ページ抜粋:
────────

うちの家族の話 父編

2021年11月08日 09:07

父を一言で言うならばズバリ

「天真爛漫な人」
である。

ネガティブな話や、暗い話題、現実を突きつけられるのが苦手で
そう言う時そ〜〜っといなくなろうとするので
母に「逃げるな!」とよく怒られていた。

父は山口県の祝島で生まれ育った。
叔母の話によると父は大層な悪ガキで、それはもうのびのびと生きていたようである。
イタズラ好きで、何にでも興味を示す、それは80歳になろうとする今でも全く変わっていない。

父は鐵工所を長く営んでいた。
一回倒産させて、懲りずにまた始めて、また倒産させた強者である。
今だから笑い話だが、当時は夜逃げ同然で引っ越しを続けた私たちは父の愚かさを心底憎んでいたものである。

しかしながら私たち家族がいまだにバラバラにならず(住む場所は違えど)済んでいるのは、ひとえに父の天真爛漫さのおかげでもある。

とにかく明るい
アホかな?と疑うほどに明るい
そしてどんなことでも「なんとかなる」と本気で思っている
お金なんて一円もなくったってそこらの草食ってでも生きていける
どこの国へ行っても、言葉が通じなくても、なぜかコミュニケーションが取れる
誰とでも一瞬で友達になる
そして人がいいので騙される
でも騙されてもダラダラ文句を言わない
「ぶち殺してくる!」と一回大騒ぎして家族に止められたら気が済むらしい。
手先が鬼のように器用
なんでも作る
グアテマラでは温泉まで掘り起こして風呂を作った
無い材料を駆使して、グアテマラでおはぎや梅干しや豆腐まで作る
絵がめっちゃ上手い
小学生の頃、私の国語のノートにこっそり女性のヌードを描いていた(しかもM字開脚)
それに気づかずノートを提出して先生に見つかった黒歴史は今でも夢に見る

父と一緒の時間はとにかくずっと笑っている
一緒に料理をしていても、ボケ担当父でツッコミ番長が私で、ずっと笑っている

父は学歴もないし、これといって名を残してきたわけではないが
人間力というか、とにかく人に好かれる力が半端ない。
グアテマラでも毎日メインストリートをうろついて、カフェでコーヒーを飲み
現地の人たちと交流している。

父たちが暮らしているパナハッチェルでは東洋人が歩いていたらこう声をかけられる確率が高い

「ヘイ!タカシ!!ゲンキデスカ!!」

タカシとは父の名前である。
東洋人は誰もがタカシを知っていると思っているのか
はたまたタカシを挨拶の言葉だと思っているのか知らんけど
とにかく「ヘイ!タカシ!」と言われる
しかしそれに続く「ゲンキデスカ!」はなんだ
聞けば父が現地の人たちに吹き込んだそうだ。
日本人には「ゲンキデスカ!!」と元気よく言っておけば大丈夫、と。

コロナで兄のホテルは閑古鳥
そんな時でも明るい父は、毎日デリバリー日本食弁当を作り町中をカブで走り回って配達している。

────────

項目:

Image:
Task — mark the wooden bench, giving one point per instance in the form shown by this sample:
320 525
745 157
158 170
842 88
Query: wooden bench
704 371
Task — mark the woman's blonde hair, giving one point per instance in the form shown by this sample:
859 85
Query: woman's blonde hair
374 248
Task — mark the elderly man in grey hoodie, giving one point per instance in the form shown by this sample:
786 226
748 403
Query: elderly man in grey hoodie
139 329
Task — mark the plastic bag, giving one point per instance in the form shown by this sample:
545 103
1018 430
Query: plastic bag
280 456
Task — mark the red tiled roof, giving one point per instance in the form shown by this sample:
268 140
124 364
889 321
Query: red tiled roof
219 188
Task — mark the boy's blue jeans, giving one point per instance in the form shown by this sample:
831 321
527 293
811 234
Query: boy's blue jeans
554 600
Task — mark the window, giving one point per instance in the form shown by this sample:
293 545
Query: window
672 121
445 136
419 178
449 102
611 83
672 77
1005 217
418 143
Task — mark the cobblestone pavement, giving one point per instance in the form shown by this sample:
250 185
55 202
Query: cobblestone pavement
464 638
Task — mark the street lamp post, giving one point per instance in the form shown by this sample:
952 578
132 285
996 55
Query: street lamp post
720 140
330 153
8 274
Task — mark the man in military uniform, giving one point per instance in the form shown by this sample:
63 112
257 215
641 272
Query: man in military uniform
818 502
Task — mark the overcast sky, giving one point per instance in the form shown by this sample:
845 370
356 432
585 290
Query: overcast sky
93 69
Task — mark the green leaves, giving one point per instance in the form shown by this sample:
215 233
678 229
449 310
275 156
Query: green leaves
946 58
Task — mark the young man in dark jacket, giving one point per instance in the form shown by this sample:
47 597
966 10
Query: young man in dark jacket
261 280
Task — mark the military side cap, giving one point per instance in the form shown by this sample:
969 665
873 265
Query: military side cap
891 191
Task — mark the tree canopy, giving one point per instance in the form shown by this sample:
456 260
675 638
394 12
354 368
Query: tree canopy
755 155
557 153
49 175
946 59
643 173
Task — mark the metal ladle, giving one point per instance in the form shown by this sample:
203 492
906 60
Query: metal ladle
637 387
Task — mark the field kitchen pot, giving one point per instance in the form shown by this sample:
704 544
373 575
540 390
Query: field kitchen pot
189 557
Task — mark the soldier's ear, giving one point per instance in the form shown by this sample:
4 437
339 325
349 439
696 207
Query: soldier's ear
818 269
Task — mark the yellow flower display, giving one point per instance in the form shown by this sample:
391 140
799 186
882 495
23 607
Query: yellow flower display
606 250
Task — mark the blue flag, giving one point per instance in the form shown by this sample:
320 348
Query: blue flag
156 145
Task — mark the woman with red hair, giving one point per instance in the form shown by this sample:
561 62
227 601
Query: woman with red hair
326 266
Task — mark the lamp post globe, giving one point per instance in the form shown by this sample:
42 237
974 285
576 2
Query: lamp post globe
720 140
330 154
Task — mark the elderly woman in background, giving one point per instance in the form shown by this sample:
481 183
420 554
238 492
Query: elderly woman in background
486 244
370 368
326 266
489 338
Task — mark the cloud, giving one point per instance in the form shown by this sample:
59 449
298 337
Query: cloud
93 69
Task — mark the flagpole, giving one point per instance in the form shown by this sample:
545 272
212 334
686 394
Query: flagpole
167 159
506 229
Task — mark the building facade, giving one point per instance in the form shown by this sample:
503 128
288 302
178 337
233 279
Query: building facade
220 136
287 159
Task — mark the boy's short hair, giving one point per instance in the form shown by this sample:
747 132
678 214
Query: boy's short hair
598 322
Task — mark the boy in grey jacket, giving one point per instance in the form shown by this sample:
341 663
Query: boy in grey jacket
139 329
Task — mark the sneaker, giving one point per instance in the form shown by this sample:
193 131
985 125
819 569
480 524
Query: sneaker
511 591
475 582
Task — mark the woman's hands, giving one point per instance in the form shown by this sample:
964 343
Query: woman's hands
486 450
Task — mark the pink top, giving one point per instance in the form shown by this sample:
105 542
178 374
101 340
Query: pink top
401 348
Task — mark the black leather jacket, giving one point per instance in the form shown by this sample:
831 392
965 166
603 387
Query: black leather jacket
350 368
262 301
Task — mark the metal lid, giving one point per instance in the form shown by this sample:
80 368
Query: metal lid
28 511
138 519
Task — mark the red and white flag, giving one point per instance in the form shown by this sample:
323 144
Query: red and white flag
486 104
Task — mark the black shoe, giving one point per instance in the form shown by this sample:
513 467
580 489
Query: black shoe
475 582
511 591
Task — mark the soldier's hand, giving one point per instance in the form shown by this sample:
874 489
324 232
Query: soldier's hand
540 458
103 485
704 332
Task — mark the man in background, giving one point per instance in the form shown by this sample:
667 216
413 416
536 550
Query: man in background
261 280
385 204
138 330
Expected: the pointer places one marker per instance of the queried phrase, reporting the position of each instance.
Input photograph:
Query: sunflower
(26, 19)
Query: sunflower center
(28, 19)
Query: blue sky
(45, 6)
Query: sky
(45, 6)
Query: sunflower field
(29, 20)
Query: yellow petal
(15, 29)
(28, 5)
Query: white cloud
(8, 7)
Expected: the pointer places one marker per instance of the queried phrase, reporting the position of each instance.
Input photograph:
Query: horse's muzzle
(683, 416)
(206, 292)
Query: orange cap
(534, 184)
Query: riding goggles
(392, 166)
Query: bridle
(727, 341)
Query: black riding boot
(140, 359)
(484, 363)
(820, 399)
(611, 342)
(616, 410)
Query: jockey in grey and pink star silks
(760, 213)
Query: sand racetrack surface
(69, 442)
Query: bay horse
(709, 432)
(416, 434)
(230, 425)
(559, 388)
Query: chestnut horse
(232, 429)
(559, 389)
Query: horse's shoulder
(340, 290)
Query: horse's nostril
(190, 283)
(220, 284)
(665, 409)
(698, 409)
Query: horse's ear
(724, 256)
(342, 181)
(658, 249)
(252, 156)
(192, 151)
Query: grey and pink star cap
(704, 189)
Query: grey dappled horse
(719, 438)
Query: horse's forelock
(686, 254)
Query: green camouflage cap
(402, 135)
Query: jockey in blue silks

────────

与えられた依頼 A: 父についての文章から、「父は鐵工所を長く営んでいた。」を含む箇所で始まり「天真爛漫さのおかげでもある。」で終わる部分を、一字も変えずに抜き出してください。
与えられた依頼 B: 父についての文章で、父がグアテマラで作るとされている食べ物をすべて挙げてください。

出力 A:
父は鐵工所を長く営んでいた。
一回倒産させて、懲りずにまた始めて、また倒産させた強者である。
今だから笑い話だが、当時は夜逃げ同然で引っ越しを続けた私たちは父の愚かさを心底憎んでいたものである。

しかしながら私たち家族がいまだにバラバラにならず(住む場所は違えど)済んでいるのは、ひとえに父の天真爛漫さのおかげでもある。

出力 B:
- おはぎ
- 梅干し
- 豆腐